◆ **TEXTE**
Français, Américains, qui sont les plus arrogants ?
Comment nos filtres culturels influencent-ils nos interprétations ?
Nous avons entendu maintes fois de part et d’autre de l’Atlantique : « ils sont si arrogants ! ». Lorsque nous évoquons ce sujet lors des formations interculturelles, les participants d’autres pays sourient et rétorquent souvent : « l’Américain est tout aussi arrogant que le Français ». Mais de quoi parlons-nous exactement ?
Les Français et les Américains, sont-ils vraiment arrogants ?
Au-delà d’un débat distrayant mais en fin de compte relativement stérile sur le fait de savoir lequel est le plus arrogant, les perceptions de l’arrogance peuvent être un bon moyen pour appréhender les différentes façons d’interpréter un comportement à travers nos filtres culturels. Cette prise de conscience peut aussi aider les managers à résoudre certains problèmes qu’ils rencontrent avec leurs collaborateurs ou leurs clients.
Français/Américains : des perceptions opposées
Il est amusant de constater que pour les Français, l’arrogance américaine est issue de leur absence de formalisme, alors que pour les Américains, c’est le formalisme français qui est à l’origine de leur arrogance ! Bien que chaque personne, influencée par sa propre culture, fasse de son mieux pour donner une bonne impression, les résultats obtenus peuvent être parfois diamétralement opposés.
Les managers français mettent généralement les formes lorsqu’ils rencontrent quelqu’un pour la première fois. Une telle politesse est le signe qu’on respecte autrui et qu’on n’arrive pas en terrain conquis. Une participante française décrivait ainsi ce qui lui paraissait comme arrogant dans le comportement d'un interlocuteur américain : « il était vraiment à l’aise et prenait beaucoup de place ! Il s’est assis en face de moi et s’est penché sur sa chaise d’une manière très relaxe. Pendant que nous parlions, il semblait n’avoir aucun doute sur la facilité de faire connaissance avec d’autres personnes. Il était tellement confiant et décontracté !»

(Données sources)
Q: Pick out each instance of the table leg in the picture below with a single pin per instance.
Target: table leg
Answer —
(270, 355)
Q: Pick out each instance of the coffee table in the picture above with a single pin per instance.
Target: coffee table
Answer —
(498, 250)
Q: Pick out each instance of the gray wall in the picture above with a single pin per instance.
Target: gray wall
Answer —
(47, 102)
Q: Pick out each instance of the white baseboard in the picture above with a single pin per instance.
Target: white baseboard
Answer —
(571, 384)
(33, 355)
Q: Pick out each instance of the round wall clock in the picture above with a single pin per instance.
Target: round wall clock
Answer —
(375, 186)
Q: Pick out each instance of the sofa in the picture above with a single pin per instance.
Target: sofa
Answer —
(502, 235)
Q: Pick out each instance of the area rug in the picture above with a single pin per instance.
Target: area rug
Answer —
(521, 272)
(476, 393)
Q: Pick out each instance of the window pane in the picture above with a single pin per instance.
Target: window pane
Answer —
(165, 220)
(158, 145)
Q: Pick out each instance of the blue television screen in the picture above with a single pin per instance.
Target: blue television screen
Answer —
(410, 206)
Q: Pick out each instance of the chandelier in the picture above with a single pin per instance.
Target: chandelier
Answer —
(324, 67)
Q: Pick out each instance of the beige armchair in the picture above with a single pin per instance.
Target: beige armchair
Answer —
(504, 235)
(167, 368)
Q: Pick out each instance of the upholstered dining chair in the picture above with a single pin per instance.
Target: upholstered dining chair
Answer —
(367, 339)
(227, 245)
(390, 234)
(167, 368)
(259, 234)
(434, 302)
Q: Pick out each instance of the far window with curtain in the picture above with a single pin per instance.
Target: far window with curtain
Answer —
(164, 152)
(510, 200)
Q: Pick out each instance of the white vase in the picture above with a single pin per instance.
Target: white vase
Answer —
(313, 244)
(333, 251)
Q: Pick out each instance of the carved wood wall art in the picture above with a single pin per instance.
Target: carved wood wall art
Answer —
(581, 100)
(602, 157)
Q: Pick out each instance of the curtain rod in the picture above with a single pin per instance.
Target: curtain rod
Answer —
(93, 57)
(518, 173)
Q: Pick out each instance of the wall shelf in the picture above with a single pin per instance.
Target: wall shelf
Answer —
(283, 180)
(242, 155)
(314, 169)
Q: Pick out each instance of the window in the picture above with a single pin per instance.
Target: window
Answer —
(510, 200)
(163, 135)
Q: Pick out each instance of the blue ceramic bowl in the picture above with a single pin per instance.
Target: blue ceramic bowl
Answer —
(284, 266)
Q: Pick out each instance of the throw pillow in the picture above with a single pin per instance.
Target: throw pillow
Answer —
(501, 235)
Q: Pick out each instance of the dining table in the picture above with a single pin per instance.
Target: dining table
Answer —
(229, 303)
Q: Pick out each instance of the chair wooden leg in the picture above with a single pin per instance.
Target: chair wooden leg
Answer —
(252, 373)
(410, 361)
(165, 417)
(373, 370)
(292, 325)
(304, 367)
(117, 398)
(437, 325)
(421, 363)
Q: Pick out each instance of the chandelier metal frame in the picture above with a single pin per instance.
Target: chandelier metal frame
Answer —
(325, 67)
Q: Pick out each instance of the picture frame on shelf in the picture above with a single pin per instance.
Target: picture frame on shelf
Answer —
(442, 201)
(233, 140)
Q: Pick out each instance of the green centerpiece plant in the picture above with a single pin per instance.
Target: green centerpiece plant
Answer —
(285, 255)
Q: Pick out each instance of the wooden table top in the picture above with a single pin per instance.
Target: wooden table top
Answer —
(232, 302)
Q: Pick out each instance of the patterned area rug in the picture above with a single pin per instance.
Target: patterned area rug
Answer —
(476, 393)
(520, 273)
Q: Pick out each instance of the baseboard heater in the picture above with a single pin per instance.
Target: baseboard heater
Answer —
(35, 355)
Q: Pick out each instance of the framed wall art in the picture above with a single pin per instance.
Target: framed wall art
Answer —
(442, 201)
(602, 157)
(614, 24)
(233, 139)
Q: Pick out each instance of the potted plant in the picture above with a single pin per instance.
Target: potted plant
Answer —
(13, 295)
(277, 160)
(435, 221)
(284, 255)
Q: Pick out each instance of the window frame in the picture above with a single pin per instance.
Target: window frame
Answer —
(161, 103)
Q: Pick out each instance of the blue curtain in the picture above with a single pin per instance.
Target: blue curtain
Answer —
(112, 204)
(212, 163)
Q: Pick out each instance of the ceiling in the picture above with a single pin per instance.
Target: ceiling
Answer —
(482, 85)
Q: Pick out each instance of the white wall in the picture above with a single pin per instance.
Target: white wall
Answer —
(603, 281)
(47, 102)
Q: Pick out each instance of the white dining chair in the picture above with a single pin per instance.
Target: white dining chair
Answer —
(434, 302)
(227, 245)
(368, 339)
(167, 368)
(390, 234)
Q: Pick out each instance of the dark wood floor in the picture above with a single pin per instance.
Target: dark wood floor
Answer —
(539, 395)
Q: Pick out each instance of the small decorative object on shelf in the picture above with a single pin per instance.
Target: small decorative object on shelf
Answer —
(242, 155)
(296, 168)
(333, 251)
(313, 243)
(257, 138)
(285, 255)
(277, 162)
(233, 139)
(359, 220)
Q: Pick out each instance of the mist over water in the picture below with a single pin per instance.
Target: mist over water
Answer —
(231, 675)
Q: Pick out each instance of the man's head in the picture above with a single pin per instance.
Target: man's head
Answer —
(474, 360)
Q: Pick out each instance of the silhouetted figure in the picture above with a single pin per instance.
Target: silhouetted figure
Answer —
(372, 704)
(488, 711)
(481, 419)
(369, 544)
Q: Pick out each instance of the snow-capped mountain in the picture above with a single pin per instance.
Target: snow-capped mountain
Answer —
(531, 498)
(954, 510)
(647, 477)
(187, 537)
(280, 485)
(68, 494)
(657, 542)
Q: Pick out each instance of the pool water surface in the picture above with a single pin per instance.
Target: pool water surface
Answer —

◆ **OBJECTIF**
Pour chacune des affirmations suivantes, indiquez par oui ou par non si elle concorde avec le texte, en citant les mots qui tranchent : (a) pour les Français, l’arrogance américaine provient de leur absence de formalisme ; (b) les managers français adoptent généralement une attitude décontractée lors d’une première rencontre ; (c) l’interlocuteur américain décrit par la participante française s’est assis à côté d’elle.

◆ **RÉPONSE**
(a) Oui : « pour les Français, l’arrogance américaine est issue de leur absence de formalisme ».
(b) Non : « Les managers français mettent généralement les formes lorsqu’ils rencontrent quelqu’un pour la première fois. »
(c) Non : « Il s’est assis en face de moi ».